• EXCERPT TO READ:

1

Using boost spirit x3 to parse escaped ascii strings I came across this answer but am getting an expectation exception. I have changed the expectation operator in the original to the sequence operator to disable the exception in the code below. Running the code it parses the input and assigns the correct value to the attribute but returns false and is not consuming the input. Any ideas what I've done wrong here?

gcc version 10.3.0

boost 1.71

std = c++17

#include <boost/spirit/home/x3.hpp>
#include <string>
#include <iostream>


namespace x3 = boost::spirit::x3;
using namespace std::string_literals;

//changed expectation to sequence
auto const qstring = x3::lexeme['"' >> *(
             "\\n" >> x3::attr('\n')
           | "\\b" >> x3::attr('\b')
           | "\\f" >> x3::attr('\f')
           | "\\t" >> x3::attr('\t')
           | "\\v" >> x3::attr('\v')
           | "\\0" >> x3::attr('\0')
           | "\\r" >> x3::attr('\r')
           | "\\n" >> x3::attr('\n')
           | "\\"  >> x3::char_("\"\\")
           | "\\\"" >> x3::char_('"')
           | ~x3::char_('"')
       ) >> '"'];

int main(int, char**){

    auto const quoted = "\"Hel\\\"lo Wor\\\"ld"s;
    auto const expected = "Hel\"lo Wor\"ld"s;

    std::string result;
    auto first = quoted.begin();
    auto const last = quoted.end();
    bool ok = x3::phrase_parse(first, last, qstring, x3::ascii::space, result);
    std::cout << "parse returned " << std::boolalpha << ok << '\n';

    std::cout << result << " == " << expected << " is " << std::boolalpha << (result == expected) << '\n';

    std::cout << "first == last = " << (first == last) << '\n';
    std::cout << "first = " << *first << '\n';

    return 0;
}
systemcpro
  • 856
  • 1
  • 7
  • 15

1 Answers1

1

Your input isn't terminated with a quote character. Writing it as a raw string literal helps:

std::string const qinput   = R"("Hel\"lo Wor\"ld)";

Should be

std::string const qinput   = R"("Hel\"lo Wor\"ld")";

Now, the rest is common container handling: in Spirit, when a rule fails (also when it just backtracks a branch) the container attribute is not rolled back. See e.g. boost::spirit::qi duplicate parsing on the output, Understanding Boost.spirit's string parser, etc.

Basically, you cannot rely on the result if the parse failed. This is likely why the original had an expectation point: to raise an exception.

A full demonstration of the correct working:

Live On Coliru

#include <boost/spirit/home/x3.hpp>
#include <string>
#include <iostream>
#include <iomanip>

namespace x3 = boost::spirit::x3;

auto escapes = []{
    x3::symbols<char> sym;
    sym.add
        ("\\b", '\b')

• YOUR GOAL:
Reproduce the portion of the Spirit X3 thread between "Your input isn't" and "raise an exception.", inclusive. The items that come next are separate from the Spirit X3 thread.

• SUPPLIED INFORMATION:

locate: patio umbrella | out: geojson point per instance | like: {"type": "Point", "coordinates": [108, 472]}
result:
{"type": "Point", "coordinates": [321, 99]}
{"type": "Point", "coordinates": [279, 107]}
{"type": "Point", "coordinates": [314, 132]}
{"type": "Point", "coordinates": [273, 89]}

• RESULT BELOW:
Your input isn't terminated with a quote character. Writing it as a raw string literal helps:

std::string const qinput   = R"("Hel\"lo Wor\"ld)";

Should be

std::string const qinput   = R"("Hel\"lo Wor\"ld")";

Now, the rest is common container handling: in Spirit, when a rule fails (also when it just backtracks a branch) the container attribute is not rolled back. See e.g. boost::spirit::qi duplicate parsing on the output, Understanding Boost.spirit's string parser, etc.

Basically, you cannot rely on the result if the parse failed. This is likely why the original had an expectation point: to raise an exception.